아래 자료 전체를 "번호"와 "내용" 두 열로 된 마크다운 표로 정리해 주세요. 빈 줄은 건너뛰고, 그림은 답에 넣지 마세요.

자료 발췌.
******

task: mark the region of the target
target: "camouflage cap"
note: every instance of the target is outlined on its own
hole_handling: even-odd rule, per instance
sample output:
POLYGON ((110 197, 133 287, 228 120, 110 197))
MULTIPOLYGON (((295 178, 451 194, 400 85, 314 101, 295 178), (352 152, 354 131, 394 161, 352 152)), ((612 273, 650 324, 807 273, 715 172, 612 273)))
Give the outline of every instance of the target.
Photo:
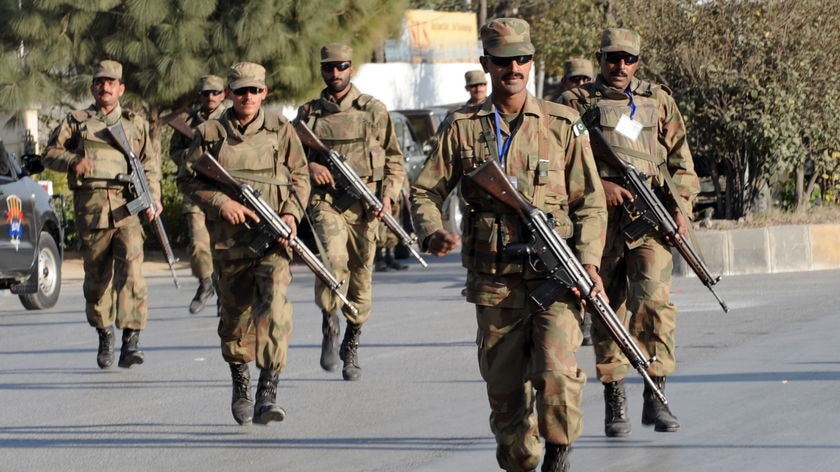
POLYGON ((595 78, 595 67, 589 59, 569 59, 563 64, 563 78, 585 76, 595 78))
POLYGON ((520 18, 497 18, 481 27, 481 42, 491 56, 513 57, 534 54, 531 27, 520 18))
POLYGON ((237 62, 228 69, 228 87, 265 88, 265 67, 253 62, 237 62))
POLYGON ((626 52, 638 56, 642 39, 639 33, 624 28, 607 28, 601 33, 601 52, 626 52))
POLYGON ((93 78, 105 77, 108 79, 122 80, 122 64, 117 61, 99 61, 93 68, 93 78))
POLYGON ((464 80, 467 82, 467 87, 470 85, 486 84, 487 76, 484 75, 483 70, 471 70, 464 74, 464 80))
POLYGON ((321 48, 321 63, 353 62, 353 48, 346 44, 331 43, 321 48))
POLYGON ((204 92, 206 90, 220 91, 225 89, 225 79, 218 75, 205 75, 198 79, 198 91, 204 92))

******

문제 풀이.
| 번호 | 내용 |
|---|---|
| 1 | task: mark the region of the target |
| 2 | target: "camouflage cap" |
| 3 | note: every instance of the target is outlined on its own |
| 4 | hole_handling: even-odd rule, per instance |
| 5 | sample output: |
| 6 | POLYGON ((110 197, 133 287, 228 120, 110 197)) |
| 7 | MULTIPOLYGON (((295 178, 451 194, 400 85, 314 101, 295 178), (352 152, 354 131, 394 161, 352 152)), ((612 273, 650 324, 807 273, 715 172, 612 273))) |
| 8 | Give the outline of every instance of the target. |
| 9 | Photo: |
| 10 | POLYGON ((595 78, 595 67, 589 59, 569 59, 563 64, 563 78, 585 76, 595 78)) |
| 11 | POLYGON ((520 18, 497 18, 481 27, 481 42, 491 56, 513 57, 534 54, 531 27, 520 18)) |
| 12 | POLYGON ((237 62, 228 69, 228 87, 265 88, 265 67, 253 62, 237 62)) |
| 13 | POLYGON ((626 52, 638 56, 642 39, 639 33, 624 28, 607 28, 601 33, 601 52, 626 52)) |
| 14 | POLYGON ((93 78, 105 77, 108 79, 122 80, 122 64, 117 61, 99 61, 93 68, 93 78)) |
| 15 | POLYGON ((464 80, 467 82, 467 87, 470 85, 486 84, 487 76, 484 75, 483 70, 471 70, 464 74, 464 80)) |
| 16 | POLYGON ((321 48, 321 63, 353 62, 353 48, 346 44, 331 43, 321 48)) |
| 17 | POLYGON ((204 92, 206 90, 220 91, 225 89, 225 79, 218 75, 205 75, 198 79, 198 91, 204 92)) |